START EXERCISE TEXT

For Jacob the last seven years of exile were a burden, and yet, these were also the most fruitful years. In them, Jacob will father 11 of the 12 children who will become the ancestors of God’s people.
This section constitutes the center of Jacob’s story (Genesis 25:19-35:26), and it begins and ends with the key phrase God “opened her womb,” referring to Leah (Genesis 29:31) and to Rachel (Genesis 30:22). Each time this statement is followed by births, the evidence is that these births are the result of God’s miraculous action.
Read Genesis 29:31-30:22. How are we, today, to understand the meaning of what takes place here?
God opened Leah’s womb, and she had a son Reuben, whose name contains the verb ra’ah, which means to “see.” Because God “saw” that she was unloved by Jacob (Genesis 29:31), this child was compensation for her in her pain and suffering.
In addition, she gives the name of Simeon, which contains the verb shama‘, “heard,” to her second son, because God had “heard” (shama‘) the depth and the humiliation of her pain and, thus, had pity on her just as He had heard Hagar’s affliction (Genesis 29:33).
Leah’s son “Simeon” will also resonate with the name of Hagar’s son “Ishmael,” which means “God will hear” (see Genesis 16:11). When Leah gives birth to her last son, she calls him Judah, which means “praise.” Leah does not refer to her pain or even her blessing anymore. She just focuses on God and praises Him for His grace.

END EXERCISE TEXT
START DATA EXCERPTS

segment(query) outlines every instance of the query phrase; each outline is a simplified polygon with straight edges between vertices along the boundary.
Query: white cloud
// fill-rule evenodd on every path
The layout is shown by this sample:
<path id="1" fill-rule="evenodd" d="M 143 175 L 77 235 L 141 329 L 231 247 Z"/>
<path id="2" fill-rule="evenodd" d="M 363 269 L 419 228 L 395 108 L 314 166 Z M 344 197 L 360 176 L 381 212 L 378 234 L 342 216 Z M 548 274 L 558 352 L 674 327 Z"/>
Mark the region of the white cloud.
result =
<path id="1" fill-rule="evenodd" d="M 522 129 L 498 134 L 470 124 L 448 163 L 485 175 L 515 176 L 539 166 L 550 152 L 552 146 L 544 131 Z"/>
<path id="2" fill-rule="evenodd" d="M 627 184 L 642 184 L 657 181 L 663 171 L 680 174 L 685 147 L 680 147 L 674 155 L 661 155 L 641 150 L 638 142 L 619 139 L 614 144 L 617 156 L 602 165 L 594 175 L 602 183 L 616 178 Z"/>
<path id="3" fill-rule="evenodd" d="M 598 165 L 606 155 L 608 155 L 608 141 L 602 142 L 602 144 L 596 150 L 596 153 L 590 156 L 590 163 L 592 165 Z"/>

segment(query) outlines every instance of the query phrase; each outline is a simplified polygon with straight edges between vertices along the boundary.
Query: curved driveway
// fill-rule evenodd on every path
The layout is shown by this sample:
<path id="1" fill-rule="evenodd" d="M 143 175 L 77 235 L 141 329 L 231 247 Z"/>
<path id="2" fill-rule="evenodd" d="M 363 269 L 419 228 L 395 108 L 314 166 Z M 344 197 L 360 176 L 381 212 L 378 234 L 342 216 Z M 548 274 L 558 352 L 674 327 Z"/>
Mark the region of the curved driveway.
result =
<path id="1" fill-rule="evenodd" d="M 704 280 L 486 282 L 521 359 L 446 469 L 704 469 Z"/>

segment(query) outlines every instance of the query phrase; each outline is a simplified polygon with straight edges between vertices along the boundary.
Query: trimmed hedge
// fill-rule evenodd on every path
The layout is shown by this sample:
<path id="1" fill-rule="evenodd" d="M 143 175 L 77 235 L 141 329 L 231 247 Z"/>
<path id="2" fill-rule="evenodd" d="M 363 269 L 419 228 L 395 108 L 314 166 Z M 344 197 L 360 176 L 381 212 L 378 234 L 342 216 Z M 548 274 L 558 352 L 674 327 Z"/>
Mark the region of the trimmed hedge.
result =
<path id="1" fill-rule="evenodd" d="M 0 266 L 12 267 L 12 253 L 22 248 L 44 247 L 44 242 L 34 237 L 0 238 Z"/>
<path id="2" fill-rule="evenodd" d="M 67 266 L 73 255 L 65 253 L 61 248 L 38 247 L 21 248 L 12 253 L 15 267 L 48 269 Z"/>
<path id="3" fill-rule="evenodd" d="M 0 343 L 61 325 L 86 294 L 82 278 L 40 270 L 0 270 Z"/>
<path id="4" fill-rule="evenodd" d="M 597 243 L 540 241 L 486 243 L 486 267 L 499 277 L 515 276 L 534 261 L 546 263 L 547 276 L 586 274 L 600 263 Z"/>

END DATA EXCERPTS

PROBLEMS TO WORK ON
1 > Say whether each statement below agrees with the passage on Jacob's children. Answer yes or no for each, quoting the deciding words.
(a) Reuben's name contains a verb that means "see."
(b) Jacob fathered all twelve of his children during the last seven years of exile.
(c) Judah's name means "praise."
2 > Please pick up the passage on Jacob's children and continue it from its last sentence.

ANSWERS TO EACH TASK
1 >
(a) Yes: "whose name contains the verb ra’ah, which means to “see.”"
(b) No: "Jacob will father 11 of the 12 children"
(c) Yes: "Judah, which means “praise.”"

2 >
Strangely, it is only when Leah cannot give birth again that God “remembers” Rachel and opens Rachel’s womb (Genesis 30:22). Rachel, the loved wife, had to wait seven years after her marriage, and 14 years after her betrothal with Jacob, to have her first son (Genesis 29:18, Genesis 29:27; compare with Genesis 30:25). She gave him the name of “Joseph” to signify that God had “taken away [’asaf] my reproach” and “shall add [yasaf] to me another son” (Genesis 30:23-24, , NKJV). However wrong some of these actions were, God was still able to use these actions, even if He didn’t condone them, in order to create a nation from the seed of Abraham.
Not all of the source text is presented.